▶ _GIVEN TASK_
Copy each line of the records that includes the string "handle", matching case.

Annotated coordinate records
☆ ☆ ☆ ☆ ☆
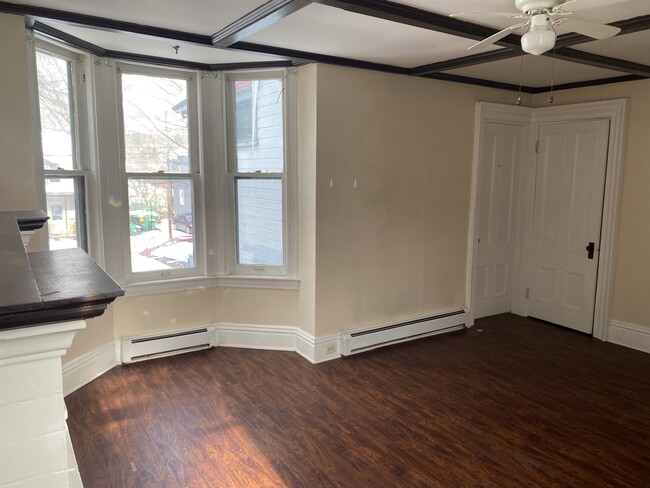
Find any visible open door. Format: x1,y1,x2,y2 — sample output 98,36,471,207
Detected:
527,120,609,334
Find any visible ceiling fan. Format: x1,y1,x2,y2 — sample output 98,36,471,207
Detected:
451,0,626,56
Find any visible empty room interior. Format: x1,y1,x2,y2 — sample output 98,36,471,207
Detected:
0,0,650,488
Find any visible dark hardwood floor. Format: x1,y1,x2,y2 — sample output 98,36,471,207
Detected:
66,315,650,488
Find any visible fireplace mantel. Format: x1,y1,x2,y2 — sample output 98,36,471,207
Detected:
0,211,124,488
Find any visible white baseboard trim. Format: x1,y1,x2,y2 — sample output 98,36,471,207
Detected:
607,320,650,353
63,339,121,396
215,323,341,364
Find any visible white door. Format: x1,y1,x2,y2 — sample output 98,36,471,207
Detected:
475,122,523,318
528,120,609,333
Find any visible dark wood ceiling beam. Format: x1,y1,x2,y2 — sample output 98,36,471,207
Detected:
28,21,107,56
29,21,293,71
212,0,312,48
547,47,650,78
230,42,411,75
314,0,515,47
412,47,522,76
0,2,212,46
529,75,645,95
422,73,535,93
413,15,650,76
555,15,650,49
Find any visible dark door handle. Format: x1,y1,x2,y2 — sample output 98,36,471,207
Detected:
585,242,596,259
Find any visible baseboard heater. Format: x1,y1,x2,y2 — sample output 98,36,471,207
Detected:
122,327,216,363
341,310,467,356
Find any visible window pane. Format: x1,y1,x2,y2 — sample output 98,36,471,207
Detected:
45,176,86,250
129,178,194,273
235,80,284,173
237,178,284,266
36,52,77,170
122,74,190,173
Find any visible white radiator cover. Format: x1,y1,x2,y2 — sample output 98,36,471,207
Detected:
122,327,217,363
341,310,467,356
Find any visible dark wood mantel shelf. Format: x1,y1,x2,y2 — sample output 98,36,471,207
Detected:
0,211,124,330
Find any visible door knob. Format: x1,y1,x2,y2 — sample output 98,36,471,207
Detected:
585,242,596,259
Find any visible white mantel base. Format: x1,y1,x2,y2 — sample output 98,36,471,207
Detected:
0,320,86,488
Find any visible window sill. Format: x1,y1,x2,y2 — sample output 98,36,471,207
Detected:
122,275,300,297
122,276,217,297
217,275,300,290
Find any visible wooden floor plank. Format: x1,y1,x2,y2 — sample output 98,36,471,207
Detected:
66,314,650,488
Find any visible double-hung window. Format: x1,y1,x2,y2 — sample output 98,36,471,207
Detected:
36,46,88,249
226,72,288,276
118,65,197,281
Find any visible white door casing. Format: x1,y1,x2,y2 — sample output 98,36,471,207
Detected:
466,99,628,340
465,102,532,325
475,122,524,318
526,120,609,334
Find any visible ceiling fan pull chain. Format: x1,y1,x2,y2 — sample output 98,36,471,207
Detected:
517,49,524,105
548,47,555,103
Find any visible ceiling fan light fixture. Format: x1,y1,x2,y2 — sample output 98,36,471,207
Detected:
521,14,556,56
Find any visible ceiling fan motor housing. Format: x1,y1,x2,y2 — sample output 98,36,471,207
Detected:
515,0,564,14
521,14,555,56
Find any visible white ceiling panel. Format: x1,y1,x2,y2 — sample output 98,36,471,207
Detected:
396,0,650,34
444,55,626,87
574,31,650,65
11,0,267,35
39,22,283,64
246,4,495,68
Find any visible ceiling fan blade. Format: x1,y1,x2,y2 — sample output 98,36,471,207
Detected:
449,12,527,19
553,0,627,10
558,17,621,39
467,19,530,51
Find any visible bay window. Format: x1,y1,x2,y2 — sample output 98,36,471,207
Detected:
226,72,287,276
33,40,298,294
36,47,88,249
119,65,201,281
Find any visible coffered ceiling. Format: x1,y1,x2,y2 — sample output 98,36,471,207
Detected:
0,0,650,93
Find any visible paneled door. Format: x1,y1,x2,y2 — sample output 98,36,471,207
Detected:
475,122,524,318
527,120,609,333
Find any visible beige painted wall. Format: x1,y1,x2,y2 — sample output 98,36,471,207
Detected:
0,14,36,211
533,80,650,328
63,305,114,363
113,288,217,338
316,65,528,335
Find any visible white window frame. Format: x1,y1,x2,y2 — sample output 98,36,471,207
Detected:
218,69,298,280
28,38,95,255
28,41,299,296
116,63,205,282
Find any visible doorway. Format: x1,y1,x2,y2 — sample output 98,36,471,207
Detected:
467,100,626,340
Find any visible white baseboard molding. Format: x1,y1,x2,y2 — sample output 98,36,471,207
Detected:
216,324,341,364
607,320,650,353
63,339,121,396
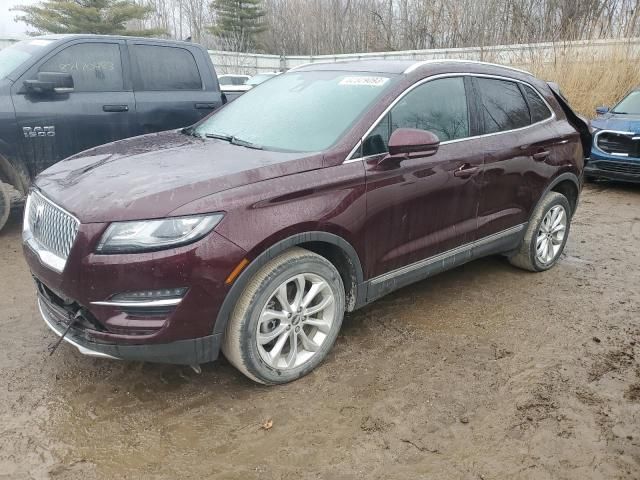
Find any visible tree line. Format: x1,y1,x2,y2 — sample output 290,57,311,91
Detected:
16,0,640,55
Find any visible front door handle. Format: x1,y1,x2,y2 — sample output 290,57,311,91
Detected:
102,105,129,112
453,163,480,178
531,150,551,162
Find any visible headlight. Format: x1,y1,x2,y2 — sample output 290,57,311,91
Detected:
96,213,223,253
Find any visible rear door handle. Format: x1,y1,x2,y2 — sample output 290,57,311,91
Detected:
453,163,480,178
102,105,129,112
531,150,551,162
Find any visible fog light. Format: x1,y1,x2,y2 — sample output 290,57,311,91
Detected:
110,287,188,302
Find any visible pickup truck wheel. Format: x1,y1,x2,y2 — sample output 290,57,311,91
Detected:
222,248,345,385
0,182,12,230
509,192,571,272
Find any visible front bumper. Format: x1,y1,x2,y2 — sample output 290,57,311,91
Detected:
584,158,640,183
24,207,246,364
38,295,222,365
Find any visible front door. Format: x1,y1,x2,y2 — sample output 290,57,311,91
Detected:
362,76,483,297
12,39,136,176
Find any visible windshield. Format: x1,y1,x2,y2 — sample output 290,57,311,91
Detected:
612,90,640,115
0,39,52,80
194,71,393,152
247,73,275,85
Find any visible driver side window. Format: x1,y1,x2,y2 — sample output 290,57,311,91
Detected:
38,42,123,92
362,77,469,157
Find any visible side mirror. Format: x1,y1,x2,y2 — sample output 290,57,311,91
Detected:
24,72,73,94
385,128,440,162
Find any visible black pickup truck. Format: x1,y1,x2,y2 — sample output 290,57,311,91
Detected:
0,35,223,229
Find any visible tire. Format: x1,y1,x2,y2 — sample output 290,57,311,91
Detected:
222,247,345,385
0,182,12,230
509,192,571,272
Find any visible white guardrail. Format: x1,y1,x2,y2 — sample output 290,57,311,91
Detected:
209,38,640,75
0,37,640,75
☆ ☆ ☆ ☆ ☆
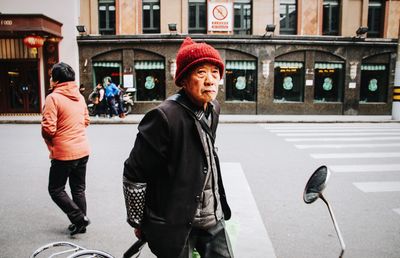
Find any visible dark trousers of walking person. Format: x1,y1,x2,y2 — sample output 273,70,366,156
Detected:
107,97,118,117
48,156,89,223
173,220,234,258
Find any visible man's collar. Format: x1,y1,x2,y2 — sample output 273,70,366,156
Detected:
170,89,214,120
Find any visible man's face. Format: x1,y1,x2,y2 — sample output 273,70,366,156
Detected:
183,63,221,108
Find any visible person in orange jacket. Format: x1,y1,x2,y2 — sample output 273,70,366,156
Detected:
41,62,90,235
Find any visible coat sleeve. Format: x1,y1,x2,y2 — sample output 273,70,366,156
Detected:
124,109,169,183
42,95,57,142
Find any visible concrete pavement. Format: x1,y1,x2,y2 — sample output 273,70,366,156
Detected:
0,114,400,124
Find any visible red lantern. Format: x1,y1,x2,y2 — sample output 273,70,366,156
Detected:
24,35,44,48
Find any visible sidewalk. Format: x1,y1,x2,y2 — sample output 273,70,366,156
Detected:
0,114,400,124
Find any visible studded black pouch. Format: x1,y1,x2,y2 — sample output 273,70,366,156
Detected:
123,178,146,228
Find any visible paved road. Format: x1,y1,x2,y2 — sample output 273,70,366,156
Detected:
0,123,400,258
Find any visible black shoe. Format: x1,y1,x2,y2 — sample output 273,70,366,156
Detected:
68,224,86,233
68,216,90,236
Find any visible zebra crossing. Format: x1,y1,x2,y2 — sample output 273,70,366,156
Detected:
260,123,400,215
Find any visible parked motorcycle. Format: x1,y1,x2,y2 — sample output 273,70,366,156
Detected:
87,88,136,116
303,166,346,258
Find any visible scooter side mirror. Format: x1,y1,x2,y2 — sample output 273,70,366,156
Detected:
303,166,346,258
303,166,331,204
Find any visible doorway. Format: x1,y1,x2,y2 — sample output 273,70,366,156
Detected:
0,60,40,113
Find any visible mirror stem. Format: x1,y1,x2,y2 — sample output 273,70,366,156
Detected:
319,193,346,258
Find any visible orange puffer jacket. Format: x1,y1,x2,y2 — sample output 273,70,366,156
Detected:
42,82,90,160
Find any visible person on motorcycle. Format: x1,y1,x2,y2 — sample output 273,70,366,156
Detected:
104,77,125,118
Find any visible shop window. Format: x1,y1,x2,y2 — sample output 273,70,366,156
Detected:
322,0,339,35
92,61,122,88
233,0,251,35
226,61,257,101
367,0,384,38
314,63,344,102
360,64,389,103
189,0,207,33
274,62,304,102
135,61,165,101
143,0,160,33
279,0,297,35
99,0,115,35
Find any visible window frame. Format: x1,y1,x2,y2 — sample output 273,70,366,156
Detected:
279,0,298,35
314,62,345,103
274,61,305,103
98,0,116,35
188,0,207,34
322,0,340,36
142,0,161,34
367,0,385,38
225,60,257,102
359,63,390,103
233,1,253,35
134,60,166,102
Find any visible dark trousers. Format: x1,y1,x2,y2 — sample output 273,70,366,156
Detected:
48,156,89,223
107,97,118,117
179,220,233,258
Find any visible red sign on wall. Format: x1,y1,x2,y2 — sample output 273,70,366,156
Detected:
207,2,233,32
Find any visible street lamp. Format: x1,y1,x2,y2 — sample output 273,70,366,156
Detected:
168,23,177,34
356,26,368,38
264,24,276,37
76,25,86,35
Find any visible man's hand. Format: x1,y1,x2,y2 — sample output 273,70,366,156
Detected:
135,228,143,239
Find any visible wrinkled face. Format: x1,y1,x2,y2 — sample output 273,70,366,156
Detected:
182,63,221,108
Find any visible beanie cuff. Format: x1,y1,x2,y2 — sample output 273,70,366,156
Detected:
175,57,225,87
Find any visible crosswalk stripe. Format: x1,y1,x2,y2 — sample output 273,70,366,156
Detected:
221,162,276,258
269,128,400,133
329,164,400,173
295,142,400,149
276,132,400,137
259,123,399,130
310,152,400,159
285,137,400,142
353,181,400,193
☆ ☆ ☆ ☆ ☆
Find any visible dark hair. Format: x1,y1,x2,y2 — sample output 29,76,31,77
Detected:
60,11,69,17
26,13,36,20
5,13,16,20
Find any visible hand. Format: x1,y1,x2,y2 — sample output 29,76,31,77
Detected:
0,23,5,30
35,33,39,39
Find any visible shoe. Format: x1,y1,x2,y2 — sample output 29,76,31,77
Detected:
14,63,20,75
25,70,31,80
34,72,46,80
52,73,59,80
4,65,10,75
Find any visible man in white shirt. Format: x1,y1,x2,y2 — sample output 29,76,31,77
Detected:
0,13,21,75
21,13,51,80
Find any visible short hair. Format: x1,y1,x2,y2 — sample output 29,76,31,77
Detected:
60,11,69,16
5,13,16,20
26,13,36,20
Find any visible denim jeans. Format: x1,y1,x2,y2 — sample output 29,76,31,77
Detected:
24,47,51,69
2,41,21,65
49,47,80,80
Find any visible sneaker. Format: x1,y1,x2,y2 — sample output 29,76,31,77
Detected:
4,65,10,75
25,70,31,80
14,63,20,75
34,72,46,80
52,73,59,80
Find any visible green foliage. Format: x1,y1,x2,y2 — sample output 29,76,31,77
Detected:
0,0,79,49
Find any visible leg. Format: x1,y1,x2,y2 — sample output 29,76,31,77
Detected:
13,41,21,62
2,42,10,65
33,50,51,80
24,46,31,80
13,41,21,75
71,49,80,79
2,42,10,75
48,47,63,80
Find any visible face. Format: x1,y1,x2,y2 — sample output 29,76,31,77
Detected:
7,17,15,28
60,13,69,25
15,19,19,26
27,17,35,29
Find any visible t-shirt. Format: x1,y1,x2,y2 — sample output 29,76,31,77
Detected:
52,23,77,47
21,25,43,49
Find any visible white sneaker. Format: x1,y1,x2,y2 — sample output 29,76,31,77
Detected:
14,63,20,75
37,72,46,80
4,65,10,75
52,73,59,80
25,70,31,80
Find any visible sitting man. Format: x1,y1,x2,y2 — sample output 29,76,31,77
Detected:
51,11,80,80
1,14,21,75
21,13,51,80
☆ ☆ ☆ ☆ ☆
▶ _CORRECT RESPONSE_
Find any visible dark door handle. Format: x1,y1,x2,y2 — sample output 98,36,471,207
Find any visible front door handle. Format: x1,y1,x2,y2 — sample output 290,57,311,91
Find any visible rear door handle. Format: x1,y1,x2,y2 — sample output 290,57,311,91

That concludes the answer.